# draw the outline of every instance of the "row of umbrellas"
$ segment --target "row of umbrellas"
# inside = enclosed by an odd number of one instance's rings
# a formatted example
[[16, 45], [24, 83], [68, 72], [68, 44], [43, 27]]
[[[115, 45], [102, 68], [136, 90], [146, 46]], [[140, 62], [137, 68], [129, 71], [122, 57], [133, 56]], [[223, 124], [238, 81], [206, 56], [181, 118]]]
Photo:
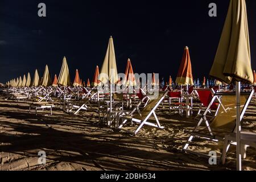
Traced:
[[[129, 61], [130, 63], [130, 61]], [[128, 85], [135, 84], [133, 76], [131, 64], [127, 65], [124, 81]], [[255, 73], [255, 72], [254, 72]], [[44, 74], [45, 73], [45, 74]], [[46, 78], [44, 84], [47, 84], [49, 78], [48, 72], [44, 73]], [[96, 73], [94, 73], [95, 75]], [[127, 75], [126, 75], [127, 74]], [[241, 156], [240, 147], [240, 82], [243, 81], [255, 84], [256, 75], [253, 73], [251, 67], [250, 49], [249, 37], [245, 0], [230, 0], [229, 7], [220, 40], [218, 49], [212, 66], [210, 76], [217, 80], [228, 84], [236, 82], [237, 95], [237, 169], [241, 169]], [[127, 77], [126, 77], [126, 76]], [[110, 83], [111, 85], [118, 82], [118, 77], [115, 61], [114, 43], [112, 37], [109, 38], [109, 44], [102, 67], [96, 80], [93, 80], [93, 84], [98, 84], [98, 81], [103, 84]], [[36, 78], [39, 79], [39, 78]], [[154, 78], [153, 78], [154, 79]], [[27, 81], [20, 81], [19, 85], [26, 85]], [[26, 80], [23, 78], [23, 80]], [[77, 78], [77, 81], [79, 79]], [[35, 81], [33, 79], [32, 84]], [[188, 47], [184, 48], [183, 59], [176, 82], [181, 85], [193, 85], [191, 63]], [[70, 83], [69, 74], [67, 60], [64, 57], [61, 69], [57, 84], [68, 85]], [[110, 86], [110, 92], [112, 87]], [[112, 98], [110, 94], [110, 112], [112, 110]]]

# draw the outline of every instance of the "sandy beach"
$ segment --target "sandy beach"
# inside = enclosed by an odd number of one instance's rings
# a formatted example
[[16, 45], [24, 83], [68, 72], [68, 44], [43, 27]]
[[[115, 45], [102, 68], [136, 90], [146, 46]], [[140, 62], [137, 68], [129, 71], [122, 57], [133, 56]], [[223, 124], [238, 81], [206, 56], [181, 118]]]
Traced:
[[[245, 113], [242, 130], [256, 131], [256, 99]], [[194, 112], [194, 115], [196, 112]], [[210, 165], [208, 159], [181, 151], [196, 121], [161, 106], [157, 115], [163, 130], [143, 127], [135, 136], [108, 128], [96, 112], [78, 115], [57, 107], [52, 115], [30, 113], [26, 101], [0, 98], [0, 170], [235, 170], [236, 147], [225, 165]], [[190, 149], [220, 156], [223, 143], [197, 139]], [[46, 164], [39, 164], [39, 151]], [[245, 170], [256, 170], [255, 149], [248, 147], [242, 160]]]

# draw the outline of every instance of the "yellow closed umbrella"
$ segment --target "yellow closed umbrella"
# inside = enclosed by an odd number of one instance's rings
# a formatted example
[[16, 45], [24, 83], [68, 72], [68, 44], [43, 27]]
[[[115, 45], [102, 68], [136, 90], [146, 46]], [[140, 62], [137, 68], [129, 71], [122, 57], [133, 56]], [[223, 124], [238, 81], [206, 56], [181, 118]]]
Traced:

##########

INSTRUCTIONS FOR THE TASK -> Can you write out all the records above again, replacing "draw the outline" with "trace the boundary" and changing nothing else? Leave the pictures out of your answer.

TASK RESPONSE ->
# trace the boundary of every instance of the "row of umbrellas"
$ segment --target "row of umbrellas"
# inside = enclosed by an odd number of one instance's rings
# a formatted example
[[16, 45], [24, 83], [68, 72], [68, 44], [43, 27]]
[[[115, 45], [102, 68], [136, 90], [146, 46]], [[140, 62], [137, 68], [129, 71], [122, 57], [133, 56]], [[223, 124], [238, 81], [206, 56], [181, 118]]]
Photo:
Traced:
[[[129, 61], [130, 63], [130, 61]], [[128, 85], [135, 84], [133, 76], [131, 64], [127, 65], [124, 81]], [[255, 73], [255, 72], [254, 72]], [[44, 74], [45, 73], [45, 74]], [[46, 78], [44, 84], [47, 84], [49, 78], [48, 72], [44, 73]], [[96, 73], [94, 73], [95, 75]], [[127, 75], [126, 75], [127, 74]], [[241, 156], [240, 147], [240, 82], [243, 81], [255, 84], [256, 75], [253, 73], [251, 67], [250, 49], [249, 37], [245, 0], [230, 0], [229, 7], [220, 40], [218, 49], [212, 66], [210, 76], [217, 80], [228, 84], [236, 82], [237, 95], [237, 169], [241, 169]], [[127, 77], [126, 77], [126, 76]], [[110, 83], [111, 85], [118, 82], [118, 77], [115, 61], [114, 43], [112, 37], [109, 38], [109, 44], [102, 67], [96, 80], [93, 80], [93, 84], [98, 84], [98, 81], [103, 84]], [[36, 78], [39, 79], [39, 78]], [[154, 78], [153, 78], [154, 79]], [[27, 81], [20, 81], [19, 85], [26, 85]], [[26, 80], [23, 78], [23, 80]], [[77, 78], [77, 81], [79, 79]], [[35, 81], [33, 79], [32, 84]], [[188, 47], [184, 48], [183, 59], [176, 82], [181, 85], [193, 85], [191, 63]], [[70, 83], [69, 74], [67, 60], [64, 57], [61, 69], [57, 84], [68, 85]], [[110, 86], [110, 92], [112, 87]], [[112, 98], [110, 94], [110, 112], [112, 110]]]

# trace the boundary of every instance of the "sandy beach"
$ segment --target "sandy beach"
# inside = enclosed by an odd number of one instance's rings
# a formatted example
[[16, 45], [24, 83], [68, 72], [68, 44], [43, 27]]
[[[115, 45], [102, 68], [136, 90], [146, 46]], [[140, 62], [137, 68], [129, 71], [122, 57], [133, 56]], [[223, 124], [238, 81], [206, 56], [181, 118]]]
Traced:
[[[245, 113], [242, 130], [256, 131], [256, 99]], [[194, 112], [194, 115], [196, 112]], [[210, 165], [208, 159], [181, 151], [196, 121], [161, 106], [157, 115], [163, 130], [143, 127], [135, 136], [108, 128], [96, 112], [78, 115], [57, 107], [52, 115], [30, 113], [26, 101], [0, 98], [0, 170], [235, 170], [236, 147], [225, 165]], [[190, 149], [220, 156], [223, 143], [197, 139]], [[46, 164], [39, 164], [39, 151]], [[245, 170], [256, 170], [255, 149], [248, 147], [242, 160]]]

# trace the boundary of every instance of the "yellow closed umbrella"
$ segment --target "yellow closed umbrella"
# inside = enclosed by an odd number of one instance's rings
# a formatted example
[[16, 45], [24, 83], [68, 72], [68, 44], [43, 27]]
[[[115, 45], [102, 68], [136, 90], [146, 46]], [[140, 62], [137, 68], [129, 71], [122, 57], [133, 56]], [[223, 124], [238, 81], [206, 56], [181, 118]]]
Traced:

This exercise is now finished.